### [Prompt]
Every record below should appear in your answer, copied exactly.

### [Dataset records]

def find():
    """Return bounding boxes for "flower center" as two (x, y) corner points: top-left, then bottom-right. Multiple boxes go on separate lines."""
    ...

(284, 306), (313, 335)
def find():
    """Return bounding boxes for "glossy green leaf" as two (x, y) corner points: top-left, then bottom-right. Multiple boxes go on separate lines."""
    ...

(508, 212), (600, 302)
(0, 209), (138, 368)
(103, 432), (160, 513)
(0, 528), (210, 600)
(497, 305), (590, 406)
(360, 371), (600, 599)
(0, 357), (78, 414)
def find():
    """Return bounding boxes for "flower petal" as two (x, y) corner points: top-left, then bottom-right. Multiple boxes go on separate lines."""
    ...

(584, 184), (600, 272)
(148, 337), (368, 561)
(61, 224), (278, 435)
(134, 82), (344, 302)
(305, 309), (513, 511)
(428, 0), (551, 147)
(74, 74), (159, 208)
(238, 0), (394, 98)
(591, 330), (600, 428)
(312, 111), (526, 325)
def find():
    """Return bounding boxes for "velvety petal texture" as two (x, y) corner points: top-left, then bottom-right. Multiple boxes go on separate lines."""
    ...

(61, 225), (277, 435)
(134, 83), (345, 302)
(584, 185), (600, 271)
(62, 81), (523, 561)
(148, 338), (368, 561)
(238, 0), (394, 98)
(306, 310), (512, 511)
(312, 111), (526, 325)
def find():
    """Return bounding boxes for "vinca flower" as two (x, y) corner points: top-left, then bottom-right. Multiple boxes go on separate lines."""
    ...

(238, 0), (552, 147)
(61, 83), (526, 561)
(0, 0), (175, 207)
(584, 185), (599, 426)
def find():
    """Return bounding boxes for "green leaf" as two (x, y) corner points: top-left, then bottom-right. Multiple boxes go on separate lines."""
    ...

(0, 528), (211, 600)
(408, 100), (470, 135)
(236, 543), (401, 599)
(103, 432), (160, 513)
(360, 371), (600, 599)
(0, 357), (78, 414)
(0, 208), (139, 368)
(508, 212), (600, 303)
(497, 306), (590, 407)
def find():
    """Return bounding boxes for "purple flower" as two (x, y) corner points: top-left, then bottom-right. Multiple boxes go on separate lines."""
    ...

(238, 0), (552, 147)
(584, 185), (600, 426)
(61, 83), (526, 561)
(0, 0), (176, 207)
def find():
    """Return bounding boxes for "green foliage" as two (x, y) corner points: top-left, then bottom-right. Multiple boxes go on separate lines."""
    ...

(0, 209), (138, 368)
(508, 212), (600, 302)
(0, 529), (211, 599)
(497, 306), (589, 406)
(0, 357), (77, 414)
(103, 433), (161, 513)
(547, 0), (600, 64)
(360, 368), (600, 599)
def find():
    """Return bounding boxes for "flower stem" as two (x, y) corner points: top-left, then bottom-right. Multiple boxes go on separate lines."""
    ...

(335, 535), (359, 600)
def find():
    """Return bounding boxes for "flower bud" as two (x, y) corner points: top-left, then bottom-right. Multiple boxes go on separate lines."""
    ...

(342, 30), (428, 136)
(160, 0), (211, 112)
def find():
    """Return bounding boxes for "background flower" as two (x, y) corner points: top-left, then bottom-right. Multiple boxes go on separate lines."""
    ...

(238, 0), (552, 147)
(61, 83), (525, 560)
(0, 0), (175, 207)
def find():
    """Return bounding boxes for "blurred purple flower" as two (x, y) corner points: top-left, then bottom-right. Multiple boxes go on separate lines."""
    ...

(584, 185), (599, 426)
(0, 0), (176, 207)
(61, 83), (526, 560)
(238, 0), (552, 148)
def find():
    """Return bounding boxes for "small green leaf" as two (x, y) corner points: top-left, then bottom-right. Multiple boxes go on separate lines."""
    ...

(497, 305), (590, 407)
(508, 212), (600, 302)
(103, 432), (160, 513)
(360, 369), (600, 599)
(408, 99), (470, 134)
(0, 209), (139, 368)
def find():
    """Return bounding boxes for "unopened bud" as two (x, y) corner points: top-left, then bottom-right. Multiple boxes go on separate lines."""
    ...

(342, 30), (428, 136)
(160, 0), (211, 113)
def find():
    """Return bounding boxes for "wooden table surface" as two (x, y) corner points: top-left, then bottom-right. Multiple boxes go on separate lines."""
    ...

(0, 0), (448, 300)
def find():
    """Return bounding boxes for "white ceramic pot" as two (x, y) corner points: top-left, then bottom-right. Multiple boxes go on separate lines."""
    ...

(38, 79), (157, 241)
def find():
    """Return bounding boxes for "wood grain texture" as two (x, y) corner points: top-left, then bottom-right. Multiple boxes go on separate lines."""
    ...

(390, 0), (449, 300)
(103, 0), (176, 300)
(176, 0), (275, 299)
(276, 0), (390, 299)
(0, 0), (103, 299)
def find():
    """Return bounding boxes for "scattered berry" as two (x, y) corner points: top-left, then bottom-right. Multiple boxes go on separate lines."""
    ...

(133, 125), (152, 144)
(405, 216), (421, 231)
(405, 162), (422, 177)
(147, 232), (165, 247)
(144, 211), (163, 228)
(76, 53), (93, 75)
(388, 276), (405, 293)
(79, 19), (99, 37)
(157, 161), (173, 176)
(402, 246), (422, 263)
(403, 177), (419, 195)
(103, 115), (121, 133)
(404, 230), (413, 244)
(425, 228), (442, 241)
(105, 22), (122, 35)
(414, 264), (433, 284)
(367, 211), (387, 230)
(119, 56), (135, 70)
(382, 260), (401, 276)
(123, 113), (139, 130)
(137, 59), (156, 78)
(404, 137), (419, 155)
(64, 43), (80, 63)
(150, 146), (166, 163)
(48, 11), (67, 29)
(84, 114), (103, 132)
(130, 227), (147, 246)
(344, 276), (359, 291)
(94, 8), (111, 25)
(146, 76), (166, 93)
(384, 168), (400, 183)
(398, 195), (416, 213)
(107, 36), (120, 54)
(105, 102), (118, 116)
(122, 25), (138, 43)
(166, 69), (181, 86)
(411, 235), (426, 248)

### [Problem solution]
def find():
    """Return bounding boxes for "flower center" as two (x, y) corner points: top-left, then bottom-right. Multiple boxes go on separate lines."""
    ...

(284, 306), (313, 335)
def find():
    """Return bounding boxes for "glossy green leaf" as two (x, y) corner points: top-left, then bottom-right. Multiple boxes go on separate lines."""
    ...

(508, 212), (600, 302)
(0, 209), (138, 368)
(103, 432), (160, 513)
(0, 528), (210, 600)
(497, 305), (590, 406)
(360, 371), (600, 599)
(0, 357), (78, 414)
def find():
    """Return bounding boxes for "flower petal" as two (x, y) corner points: top-left, then bottom-right. Multiple boxes go on separate lines."""
    ...

(584, 184), (600, 272)
(148, 337), (368, 561)
(61, 224), (278, 435)
(134, 82), (344, 302)
(305, 309), (513, 511)
(428, 0), (551, 147)
(74, 74), (159, 208)
(238, 0), (394, 98)
(591, 330), (600, 428)
(312, 111), (526, 325)
def find():
    """Return bounding boxes for "velvety petal texture" as two (x, y) corner points: top-left, then bottom-right. Multiple boxes go on separate lines."""
    ...

(61, 225), (277, 435)
(134, 83), (345, 302)
(584, 185), (600, 271)
(62, 81), (523, 561)
(148, 338), (368, 561)
(238, 0), (394, 98)
(306, 310), (512, 511)
(312, 111), (526, 325)
def find():
    """Return bounding boxes for "vinca flower" as two (x, y) corner points: top-left, then bottom-right. Multiple boxes go on separate lines."""
    ...

(238, 0), (552, 147)
(61, 83), (526, 561)
(0, 0), (175, 207)
(584, 185), (599, 426)
def find():
    """Return bounding boxes for "green leaf" as two (x, y) corner points: top-left, then bottom-right. Multiple boxes go on separate lines."""
    ...

(0, 528), (211, 600)
(408, 100), (470, 135)
(236, 543), (401, 599)
(103, 432), (160, 513)
(360, 371), (600, 599)
(0, 357), (78, 414)
(0, 208), (139, 368)
(508, 212), (600, 303)
(497, 306), (590, 407)
def find():
    """Return bounding boxes for "purple flower" as two (x, y) corner points: top-left, then bottom-right. Multiple boxes go on separate lines."""
    ...

(238, 0), (552, 147)
(584, 185), (600, 426)
(61, 83), (526, 561)
(0, 0), (176, 207)
def find():
    """Return bounding boxes for "green foliage" as two (x, y) corner points: top-left, then bottom-right. Multiple boxes go on separate lines."""
    ...

(0, 209), (138, 368)
(508, 212), (600, 302)
(0, 529), (211, 599)
(497, 306), (589, 406)
(0, 357), (77, 414)
(103, 433), (161, 513)
(547, 0), (600, 64)
(360, 368), (600, 599)
def find():
    """Return bounding boxes for "flower stem" as two (x, y) corner points: top-left, then bottom-right. Multiple boxes go on separate lines."""
    ...

(335, 535), (359, 600)
def find():
    """Return bounding boxes for "flower bud" as two (x, y) corner points: top-left, then bottom-right. Multiple boxes go on separate lines."""
    ...

(342, 30), (428, 136)
(160, 0), (211, 112)
def find():
    """Return bounding boxes for "background flower" as two (x, y) corner points: top-left, then bottom-right. Multiple boxes go on separate lines."""
    ...

(238, 0), (552, 147)
(61, 83), (525, 560)
(0, 0), (175, 207)
def find():
    """Return bounding boxes for "blurred purple flower" as two (x, y) corner points: top-left, then bottom-right. Multiple boxes go on separate lines."""
    ...

(584, 185), (599, 426)
(0, 0), (176, 207)
(61, 83), (526, 560)
(238, 0), (552, 148)
def find():
    """Return bounding boxes for "small green leaf" as two (x, y) corner points: top-left, then bottom-right. Multiple boxes go on separate lines."""
    ...

(497, 305), (590, 407)
(508, 212), (600, 302)
(103, 432), (160, 513)
(360, 369), (600, 599)
(408, 99), (470, 134)
(0, 209), (139, 368)
def find():
    """Return bounding boxes for "unopened bud" as two (x, y) corner points: top-left, then bottom-right. Multiple boxes go on separate lines."""
    ...

(342, 30), (428, 136)
(160, 0), (211, 113)
def find():
    """Return bounding boxes for "wooden table surface" as two (x, y) corner points: top-left, then bottom-right. Multiple boxes go on separate lines."""
    ...

(0, 0), (448, 300)
def find():
    """Return bounding boxes for "white ceramic pot" as two (x, y) corner points: top-left, then bottom-right. Multiple boxes go on separate lines."""
    ...

(38, 79), (157, 241)
def find():
    """Return bounding boxes for "wood grain texture" as two (x, y) corner points: top-left, then bottom-right. Multiple boxes go on separate lines."""
    ...

(390, 0), (449, 300)
(103, 0), (176, 300)
(176, 0), (275, 299)
(276, 0), (390, 299)
(0, 0), (103, 299)
def find():
    """Return bounding boxes for "scattered berry" as two (x, y) corner points: top-left, then bottom-right. Multiple boxes go on separate lines."""
    ...

(133, 125), (152, 144)
(405, 216), (421, 231)
(405, 162), (422, 177)
(147, 232), (165, 247)
(144, 211), (163, 228)
(76, 53), (93, 75)
(388, 276), (405, 293)
(79, 19), (99, 37)
(157, 161), (173, 176)
(402, 246), (422, 263)
(403, 177), (419, 195)
(103, 115), (121, 133)
(404, 230), (413, 244)
(425, 228), (442, 241)
(105, 22), (122, 35)
(414, 264), (433, 284)
(367, 211), (387, 230)
(119, 56), (135, 70)
(382, 260), (401, 276)
(123, 113), (139, 130)
(137, 59), (156, 78)
(404, 137), (419, 155)
(64, 43), (80, 63)
(150, 146), (166, 163)
(48, 11), (67, 29)
(84, 114), (103, 132)
(130, 227), (147, 246)
(344, 276), (359, 291)
(94, 8), (111, 25)
(146, 76), (166, 93)
(384, 168), (400, 183)
(398, 195), (416, 213)
(107, 36), (120, 54)
(105, 102), (118, 116)
(122, 25), (138, 43)
(166, 69), (181, 86)
(411, 235), (426, 248)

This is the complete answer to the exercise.